* [Work to do]
Extract the text of each entry below exactly, leaving every image behind.
- - - -
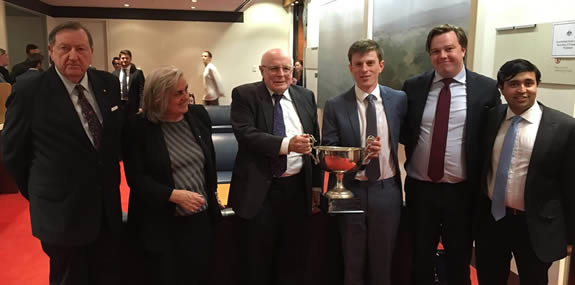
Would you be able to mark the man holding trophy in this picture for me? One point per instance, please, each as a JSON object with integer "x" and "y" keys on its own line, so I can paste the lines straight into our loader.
{"x": 366, "y": 111}
{"x": 271, "y": 189}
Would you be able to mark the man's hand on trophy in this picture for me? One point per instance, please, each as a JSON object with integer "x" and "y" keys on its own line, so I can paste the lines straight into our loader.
{"x": 372, "y": 149}
{"x": 300, "y": 144}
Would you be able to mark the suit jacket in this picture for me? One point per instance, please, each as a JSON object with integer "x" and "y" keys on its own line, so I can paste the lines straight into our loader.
{"x": 150, "y": 176}
{"x": 482, "y": 94}
{"x": 341, "y": 121}
{"x": 135, "y": 89}
{"x": 549, "y": 188}
{"x": 69, "y": 183}
{"x": 252, "y": 121}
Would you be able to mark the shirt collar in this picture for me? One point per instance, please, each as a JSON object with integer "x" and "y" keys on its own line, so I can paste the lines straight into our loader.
{"x": 360, "y": 95}
{"x": 286, "y": 94}
{"x": 531, "y": 115}
{"x": 461, "y": 77}
{"x": 71, "y": 85}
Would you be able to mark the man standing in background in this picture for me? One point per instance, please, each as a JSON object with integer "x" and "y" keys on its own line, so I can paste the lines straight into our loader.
{"x": 61, "y": 144}
{"x": 131, "y": 83}
{"x": 212, "y": 81}
{"x": 443, "y": 167}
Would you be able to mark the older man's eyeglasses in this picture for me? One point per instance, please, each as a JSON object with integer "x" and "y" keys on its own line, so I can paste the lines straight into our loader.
{"x": 276, "y": 69}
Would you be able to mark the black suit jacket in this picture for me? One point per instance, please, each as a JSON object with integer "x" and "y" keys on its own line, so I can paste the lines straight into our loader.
{"x": 482, "y": 94}
{"x": 549, "y": 188}
{"x": 150, "y": 175}
{"x": 252, "y": 121}
{"x": 135, "y": 90}
{"x": 69, "y": 183}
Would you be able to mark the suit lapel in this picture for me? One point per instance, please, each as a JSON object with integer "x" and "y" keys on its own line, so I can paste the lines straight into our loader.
{"x": 267, "y": 106}
{"x": 542, "y": 145}
{"x": 64, "y": 107}
{"x": 300, "y": 110}
{"x": 351, "y": 109}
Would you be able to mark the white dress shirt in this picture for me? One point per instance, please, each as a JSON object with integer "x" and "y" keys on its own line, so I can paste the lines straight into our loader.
{"x": 386, "y": 164}
{"x": 293, "y": 128}
{"x": 73, "y": 93}
{"x": 522, "y": 149}
{"x": 455, "y": 144}
{"x": 125, "y": 72}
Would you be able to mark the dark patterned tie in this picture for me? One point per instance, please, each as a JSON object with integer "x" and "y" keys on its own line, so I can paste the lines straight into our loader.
{"x": 90, "y": 116}
{"x": 372, "y": 169}
{"x": 279, "y": 165}
{"x": 436, "y": 166}
{"x": 125, "y": 85}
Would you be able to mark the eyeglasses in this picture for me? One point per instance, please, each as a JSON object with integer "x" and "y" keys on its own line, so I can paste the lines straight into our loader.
{"x": 276, "y": 69}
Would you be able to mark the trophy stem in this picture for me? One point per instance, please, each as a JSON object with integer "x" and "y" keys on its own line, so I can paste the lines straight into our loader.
{"x": 339, "y": 191}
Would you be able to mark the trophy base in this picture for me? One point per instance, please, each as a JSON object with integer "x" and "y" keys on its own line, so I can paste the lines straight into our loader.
{"x": 344, "y": 206}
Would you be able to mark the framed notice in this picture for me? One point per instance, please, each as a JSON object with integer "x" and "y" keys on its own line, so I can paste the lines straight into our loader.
{"x": 563, "y": 40}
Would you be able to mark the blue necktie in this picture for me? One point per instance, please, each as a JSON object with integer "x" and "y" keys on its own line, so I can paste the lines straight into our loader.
{"x": 502, "y": 174}
{"x": 279, "y": 165}
{"x": 372, "y": 170}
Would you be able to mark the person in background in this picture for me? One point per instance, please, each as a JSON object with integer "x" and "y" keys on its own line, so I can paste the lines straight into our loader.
{"x": 213, "y": 86}
{"x": 21, "y": 67}
{"x": 61, "y": 144}
{"x": 298, "y": 73}
{"x": 132, "y": 82}
{"x": 443, "y": 167}
{"x": 116, "y": 63}
{"x": 4, "y": 61}
{"x": 527, "y": 206}
{"x": 34, "y": 67}
{"x": 271, "y": 189}
{"x": 170, "y": 168}
{"x": 368, "y": 109}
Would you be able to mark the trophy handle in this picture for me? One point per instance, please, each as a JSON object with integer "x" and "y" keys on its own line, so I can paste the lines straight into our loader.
{"x": 367, "y": 154}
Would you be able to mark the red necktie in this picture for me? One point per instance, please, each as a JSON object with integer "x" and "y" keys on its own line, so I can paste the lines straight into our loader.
{"x": 435, "y": 169}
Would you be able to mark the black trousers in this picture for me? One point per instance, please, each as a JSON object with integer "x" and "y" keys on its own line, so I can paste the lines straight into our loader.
{"x": 97, "y": 263}
{"x": 274, "y": 241}
{"x": 498, "y": 241}
{"x": 185, "y": 257}
{"x": 440, "y": 210}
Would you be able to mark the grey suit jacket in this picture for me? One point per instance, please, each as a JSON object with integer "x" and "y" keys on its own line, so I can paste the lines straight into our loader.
{"x": 550, "y": 185}
{"x": 341, "y": 121}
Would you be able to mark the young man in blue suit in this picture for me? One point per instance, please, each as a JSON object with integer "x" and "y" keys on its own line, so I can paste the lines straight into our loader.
{"x": 368, "y": 109}
{"x": 528, "y": 200}
{"x": 441, "y": 134}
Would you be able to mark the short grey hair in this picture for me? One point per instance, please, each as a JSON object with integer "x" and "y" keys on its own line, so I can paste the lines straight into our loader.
{"x": 156, "y": 88}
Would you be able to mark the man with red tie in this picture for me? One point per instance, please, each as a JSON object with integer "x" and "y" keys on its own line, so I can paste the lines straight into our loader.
{"x": 446, "y": 112}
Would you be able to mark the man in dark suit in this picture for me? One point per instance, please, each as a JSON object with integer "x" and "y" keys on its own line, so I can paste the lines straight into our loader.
{"x": 443, "y": 167}
{"x": 21, "y": 67}
{"x": 131, "y": 83}
{"x": 528, "y": 203}
{"x": 271, "y": 189}
{"x": 61, "y": 143}
{"x": 369, "y": 109}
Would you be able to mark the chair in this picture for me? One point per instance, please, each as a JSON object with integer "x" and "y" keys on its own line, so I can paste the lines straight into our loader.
{"x": 5, "y": 89}
{"x": 225, "y": 143}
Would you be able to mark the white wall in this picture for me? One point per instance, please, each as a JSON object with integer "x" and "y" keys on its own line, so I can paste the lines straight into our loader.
{"x": 492, "y": 14}
{"x": 236, "y": 47}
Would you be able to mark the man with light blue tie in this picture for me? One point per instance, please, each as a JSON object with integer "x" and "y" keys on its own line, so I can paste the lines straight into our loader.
{"x": 528, "y": 205}
{"x": 368, "y": 109}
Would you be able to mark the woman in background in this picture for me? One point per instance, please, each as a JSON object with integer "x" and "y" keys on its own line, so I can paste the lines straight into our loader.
- - - -
* [Task response]
Would you be able to mark the man holding trophy in this picture for me? One point per instance, please, each as a JSON object with integer "x" and "y" keys on its own line, so I can paste the lines straight into our loader.
{"x": 366, "y": 111}
{"x": 271, "y": 189}
Would you be able to mark the man's hand on trophy in this picture for me? One point per instance, please, each as a JSON object with integer "x" and "y" keys on its own line, so I can paste the lines straight into our loader.
{"x": 372, "y": 149}
{"x": 300, "y": 144}
Would you be able to mark the suit jacket in this picture for me? One point per instance, please, each as a JSON object with integer "x" and "y" keys on its own line, so I can paste the lines straight into our loader.
{"x": 150, "y": 176}
{"x": 482, "y": 94}
{"x": 341, "y": 121}
{"x": 135, "y": 89}
{"x": 549, "y": 188}
{"x": 69, "y": 183}
{"x": 252, "y": 121}
Would you be able to mark the shirt collar in this picture for me? One point per instance, please, each as a JSON object with integer "x" and "y" keys on its own line, so I can paste the lines straight into our loader.
{"x": 360, "y": 95}
{"x": 286, "y": 94}
{"x": 531, "y": 115}
{"x": 461, "y": 77}
{"x": 71, "y": 85}
Would you be able to mark the man standing in background in this picture for me? One point per instance, please, each as a JSON object with integer "x" and "y" keys on its own line, so I can paste the lines straight into our loader.
{"x": 61, "y": 144}
{"x": 131, "y": 83}
{"x": 212, "y": 81}
{"x": 443, "y": 167}
Would you be able to mark the older man's eyeglasses in this picture for me? One point per instance, please, each as a JSON object with integer "x" and "y" keys on its own line, so I can paste the lines straight into our loader.
{"x": 276, "y": 69}
Would you be able to mark the black suit jacket in this picture for me? One point per instance, please, each as a JSON object with integer "x" and "y" keys on its own line, so I can paste the lines straight into our loader.
{"x": 482, "y": 94}
{"x": 549, "y": 188}
{"x": 150, "y": 175}
{"x": 252, "y": 121}
{"x": 135, "y": 90}
{"x": 69, "y": 183}
Would you be able to mark the suit lapel in this picture for me? One point per instance, please, each as a JSON object with integer "x" and "y" keys on its own line, so I can paste the lines straight into our loader.
{"x": 267, "y": 106}
{"x": 542, "y": 145}
{"x": 64, "y": 107}
{"x": 300, "y": 110}
{"x": 351, "y": 109}
Would you be able to mark the white dress shirt in this picture for me? One point per instance, please, each as a JSON object with integer "x" and "y" keys on its own line, so I can paste the lines straight into our loader.
{"x": 386, "y": 164}
{"x": 293, "y": 128}
{"x": 73, "y": 93}
{"x": 522, "y": 149}
{"x": 455, "y": 144}
{"x": 125, "y": 72}
Would you be able to mark the dark patterned tie in this picture for me? One point per instance, please, each as a JSON object with integer "x" and "y" keys on its own line, so I can paste the lines straight into our loader.
{"x": 90, "y": 116}
{"x": 372, "y": 169}
{"x": 279, "y": 165}
{"x": 436, "y": 166}
{"x": 125, "y": 85}
Would you be able to mark the eyeglasses in this picture for me? One point per instance, please, each as a JSON object with integer "x" and "y" keys on its own line, so I can paste the lines straight into our loader.
{"x": 276, "y": 69}
Would you be able to mark the trophy stem in this picture for me? One point per instance, please, each as a JSON object with integer "x" and "y" keys on its own line, so I can paste the lines straight into our loader.
{"x": 339, "y": 191}
Would you be able to mark the trophy base in this picture for me? One point per instance, please, each as a JSON object with integer "x" and "y" keys on its own line, so I can paste the lines straight into our loader.
{"x": 344, "y": 206}
Would you be able to mark the framed notice in this picture for me? One point per instance, please, each as a JSON object with integer "x" and "y" keys on its own line, so I can paste the lines straight into our loader.
{"x": 563, "y": 40}
Would you be able to mark the blue necktie in this picture for me? One point per instance, please, each as a JSON object with integer "x" and "y" keys on its own line, so I can paste the lines straight into our loader.
{"x": 502, "y": 174}
{"x": 279, "y": 165}
{"x": 372, "y": 170}
Would you be able to mark the person in background in this picture for me? One point per instance, please, each as a JSON object with integer "x" and "y" keys on its own line, so I can paste the lines straight into our loader.
{"x": 213, "y": 86}
{"x": 21, "y": 67}
{"x": 61, "y": 144}
{"x": 298, "y": 73}
{"x": 132, "y": 82}
{"x": 443, "y": 167}
{"x": 116, "y": 63}
{"x": 4, "y": 61}
{"x": 527, "y": 206}
{"x": 34, "y": 67}
{"x": 271, "y": 189}
{"x": 170, "y": 168}
{"x": 368, "y": 109}
Would you be able to mark the trophy handle in this picture for me? One point per instance, please, each as a JSON object with integer "x" and "y" keys on its own line, so I can paste the lines straight into our loader.
{"x": 367, "y": 154}
Would you be able to mark the red necktie in this picture for me? One point per instance, please, each as a JSON object with integer "x" and "y" keys on its own line, so I can paste the lines straight into our loader.
{"x": 435, "y": 169}
Would you be able to mark the black trousers in this picture for me? One point per instance, please, each as a JSON object with integer "x" and "y" keys on its own line, so I can paste the lines straight into our loader.
{"x": 97, "y": 263}
{"x": 274, "y": 241}
{"x": 498, "y": 241}
{"x": 185, "y": 257}
{"x": 440, "y": 210}
Would you be able to mark the grey suit jacket in this picture for me? One point per instance, please, each as a JSON object with integer "x" and "y" keys on its own line, so I can paste the lines straight into our loader.
{"x": 550, "y": 185}
{"x": 341, "y": 121}
Would you be able to mark the young man in blue suit in this picture for me? One point per instance, please, each as a JSON object with integer "x" and "y" keys on its own line, so I can paste the lines straight into our loader.
{"x": 368, "y": 109}
{"x": 528, "y": 200}
{"x": 441, "y": 134}
Would you be able to mark the short grey hair in this picture for me? One point per instance, please, each as a JSON object with integer "x" and "y" keys on its own line, so I can paste the lines straight into our loader.
{"x": 156, "y": 88}
Would you be able to mark the man with red tie in this picture for me? One point per instance, please, each as a JSON object with integer "x" and "y" keys on its own line, so I can paste the lines straight into our loader.
{"x": 446, "y": 112}
Would you be able to mark the man in dark suit in this picture for me? One point per instance, please, each as a JSON object with integer "x" and "y" keys on its own line, so I can paste the lines straight into our loader.
{"x": 443, "y": 167}
{"x": 21, "y": 67}
{"x": 131, "y": 83}
{"x": 528, "y": 203}
{"x": 271, "y": 189}
{"x": 61, "y": 143}
{"x": 369, "y": 109}
Would you be able to mark the chair in this picture for me? One point per instance, please, each as a JSON object with integer "x" and "y" keys on its own line, so I can paste the lines straight into our loader.
{"x": 5, "y": 89}
{"x": 225, "y": 143}
Would you be able to mark the white wall in this picture for me? One point per instance, please, each as a JSON object with integer "x" and "y" keys on its own line, so I can paste the lines straight into our loader.
{"x": 492, "y": 14}
{"x": 236, "y": 47}
Would you be able to mark the man with light blue tie in this picture for me? One point per instance, please, each as a JSON object with integer "x" and "y" keys on its own line, so I can paste the lines straight into our loader.
{"x": 528, "y": 205}
{"x": 368, "y": 109}
Would you be able to mark the woman in background in this picture for me? One point per instance, please, each as a JSON object with integer "x" and "y" keys on its own line, so I can paste the lines straight into our loader.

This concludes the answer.